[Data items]
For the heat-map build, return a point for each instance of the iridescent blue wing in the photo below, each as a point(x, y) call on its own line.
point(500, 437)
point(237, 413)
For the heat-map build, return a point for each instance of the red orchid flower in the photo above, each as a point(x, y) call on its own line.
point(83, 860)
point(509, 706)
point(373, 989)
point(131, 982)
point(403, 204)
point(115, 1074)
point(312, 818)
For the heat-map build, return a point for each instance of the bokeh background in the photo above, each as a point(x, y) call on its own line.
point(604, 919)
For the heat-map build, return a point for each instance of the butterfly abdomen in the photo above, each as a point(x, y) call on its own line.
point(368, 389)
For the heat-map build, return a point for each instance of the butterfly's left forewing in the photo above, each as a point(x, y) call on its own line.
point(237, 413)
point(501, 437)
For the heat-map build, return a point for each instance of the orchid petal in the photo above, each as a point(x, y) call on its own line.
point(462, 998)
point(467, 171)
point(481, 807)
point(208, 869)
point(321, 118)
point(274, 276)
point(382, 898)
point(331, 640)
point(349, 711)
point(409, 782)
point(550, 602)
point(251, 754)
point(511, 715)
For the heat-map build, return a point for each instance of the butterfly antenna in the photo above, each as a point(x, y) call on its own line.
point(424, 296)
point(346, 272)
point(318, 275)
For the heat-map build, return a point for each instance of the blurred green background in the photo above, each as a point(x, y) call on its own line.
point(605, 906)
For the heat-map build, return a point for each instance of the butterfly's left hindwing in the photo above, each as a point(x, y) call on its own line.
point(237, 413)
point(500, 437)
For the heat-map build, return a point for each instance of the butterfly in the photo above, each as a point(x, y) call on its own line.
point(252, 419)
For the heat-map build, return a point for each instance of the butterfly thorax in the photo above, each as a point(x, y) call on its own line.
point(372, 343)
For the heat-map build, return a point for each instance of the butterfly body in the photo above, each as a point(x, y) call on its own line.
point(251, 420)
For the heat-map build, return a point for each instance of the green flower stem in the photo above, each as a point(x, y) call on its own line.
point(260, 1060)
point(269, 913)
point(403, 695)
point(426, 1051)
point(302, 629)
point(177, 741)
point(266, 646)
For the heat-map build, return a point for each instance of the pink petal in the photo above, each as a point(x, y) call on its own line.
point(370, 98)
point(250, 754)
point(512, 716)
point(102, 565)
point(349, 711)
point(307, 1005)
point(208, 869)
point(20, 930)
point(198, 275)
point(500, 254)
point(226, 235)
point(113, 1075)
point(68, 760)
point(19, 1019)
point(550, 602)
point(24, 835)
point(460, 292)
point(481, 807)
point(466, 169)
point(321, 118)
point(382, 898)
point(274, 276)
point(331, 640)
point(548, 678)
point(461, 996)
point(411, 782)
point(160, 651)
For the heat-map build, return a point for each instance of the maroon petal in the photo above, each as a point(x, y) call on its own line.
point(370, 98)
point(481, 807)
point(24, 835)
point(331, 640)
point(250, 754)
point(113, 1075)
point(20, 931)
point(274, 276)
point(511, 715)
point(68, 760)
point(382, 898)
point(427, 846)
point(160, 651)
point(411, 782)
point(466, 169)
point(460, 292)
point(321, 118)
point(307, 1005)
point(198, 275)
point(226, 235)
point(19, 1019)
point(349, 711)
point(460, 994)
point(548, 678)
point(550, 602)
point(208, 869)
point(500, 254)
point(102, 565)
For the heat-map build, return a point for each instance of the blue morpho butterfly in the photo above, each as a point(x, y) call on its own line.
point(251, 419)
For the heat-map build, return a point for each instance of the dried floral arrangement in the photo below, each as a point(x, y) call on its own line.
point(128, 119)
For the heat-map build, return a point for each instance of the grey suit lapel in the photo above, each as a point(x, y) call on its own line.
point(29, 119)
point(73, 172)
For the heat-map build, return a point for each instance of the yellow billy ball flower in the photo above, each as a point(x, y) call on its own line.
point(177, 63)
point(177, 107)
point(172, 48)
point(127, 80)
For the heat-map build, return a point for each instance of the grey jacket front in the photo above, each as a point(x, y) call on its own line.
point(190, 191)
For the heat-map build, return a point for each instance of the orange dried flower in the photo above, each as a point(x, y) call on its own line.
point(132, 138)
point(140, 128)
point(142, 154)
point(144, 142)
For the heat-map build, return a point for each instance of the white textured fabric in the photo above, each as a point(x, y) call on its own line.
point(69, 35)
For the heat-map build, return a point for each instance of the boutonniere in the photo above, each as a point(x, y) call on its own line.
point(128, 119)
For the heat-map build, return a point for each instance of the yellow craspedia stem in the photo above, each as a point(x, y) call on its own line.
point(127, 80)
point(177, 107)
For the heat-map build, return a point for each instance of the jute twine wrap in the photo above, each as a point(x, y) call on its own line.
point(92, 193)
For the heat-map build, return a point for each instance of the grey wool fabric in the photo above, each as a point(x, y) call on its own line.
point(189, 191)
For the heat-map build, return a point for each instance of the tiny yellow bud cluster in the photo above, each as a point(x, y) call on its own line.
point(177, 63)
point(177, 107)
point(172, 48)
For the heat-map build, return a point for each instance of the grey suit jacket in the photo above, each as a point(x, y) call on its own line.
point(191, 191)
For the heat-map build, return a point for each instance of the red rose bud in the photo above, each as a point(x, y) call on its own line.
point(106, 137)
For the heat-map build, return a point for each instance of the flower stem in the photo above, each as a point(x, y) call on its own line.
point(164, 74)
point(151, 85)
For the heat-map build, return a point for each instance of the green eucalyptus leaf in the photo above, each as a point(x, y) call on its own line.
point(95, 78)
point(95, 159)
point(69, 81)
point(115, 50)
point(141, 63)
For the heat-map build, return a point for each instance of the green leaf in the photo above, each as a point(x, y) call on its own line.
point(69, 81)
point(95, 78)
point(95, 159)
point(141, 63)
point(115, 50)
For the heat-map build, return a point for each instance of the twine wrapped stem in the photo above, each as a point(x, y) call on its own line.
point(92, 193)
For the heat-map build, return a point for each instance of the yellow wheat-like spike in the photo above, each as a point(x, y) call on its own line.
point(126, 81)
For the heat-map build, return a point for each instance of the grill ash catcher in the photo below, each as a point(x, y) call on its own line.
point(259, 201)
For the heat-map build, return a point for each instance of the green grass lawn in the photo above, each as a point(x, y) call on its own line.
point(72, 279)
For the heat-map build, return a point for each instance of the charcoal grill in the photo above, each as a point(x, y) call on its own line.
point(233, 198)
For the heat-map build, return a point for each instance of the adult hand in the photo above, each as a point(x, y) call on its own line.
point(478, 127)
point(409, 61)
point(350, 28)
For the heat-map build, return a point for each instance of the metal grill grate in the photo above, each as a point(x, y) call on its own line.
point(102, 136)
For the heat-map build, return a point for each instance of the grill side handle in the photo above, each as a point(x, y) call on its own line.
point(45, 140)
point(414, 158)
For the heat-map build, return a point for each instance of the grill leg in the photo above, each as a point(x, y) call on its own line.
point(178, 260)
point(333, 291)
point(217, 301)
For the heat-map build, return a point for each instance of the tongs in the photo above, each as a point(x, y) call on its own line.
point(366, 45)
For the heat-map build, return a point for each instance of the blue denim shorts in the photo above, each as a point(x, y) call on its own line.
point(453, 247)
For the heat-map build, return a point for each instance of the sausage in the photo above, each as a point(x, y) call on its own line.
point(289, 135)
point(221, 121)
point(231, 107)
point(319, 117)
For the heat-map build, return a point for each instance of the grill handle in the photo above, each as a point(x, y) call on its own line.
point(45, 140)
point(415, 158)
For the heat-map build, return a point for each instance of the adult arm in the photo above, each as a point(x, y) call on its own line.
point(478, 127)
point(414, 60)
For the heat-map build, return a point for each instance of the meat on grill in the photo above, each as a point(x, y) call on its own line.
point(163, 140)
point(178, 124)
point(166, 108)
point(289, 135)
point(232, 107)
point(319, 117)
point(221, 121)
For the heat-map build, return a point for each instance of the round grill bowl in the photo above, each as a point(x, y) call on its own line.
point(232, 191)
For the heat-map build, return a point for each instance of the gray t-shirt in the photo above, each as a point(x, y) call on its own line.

REQUIREMENT:
Rewrite everything from the line containing "the adult arm" down to the line containing "point(414, 60)", replacing "photo above" with "image above" and leaving everything else unchanged.

EXERCISE OUTPUT:
For the heat-map build, return a point for each instance of the adult arm in the image above, each as a point(x, y) call on its own line.
point(478, 127)
point(414, 60)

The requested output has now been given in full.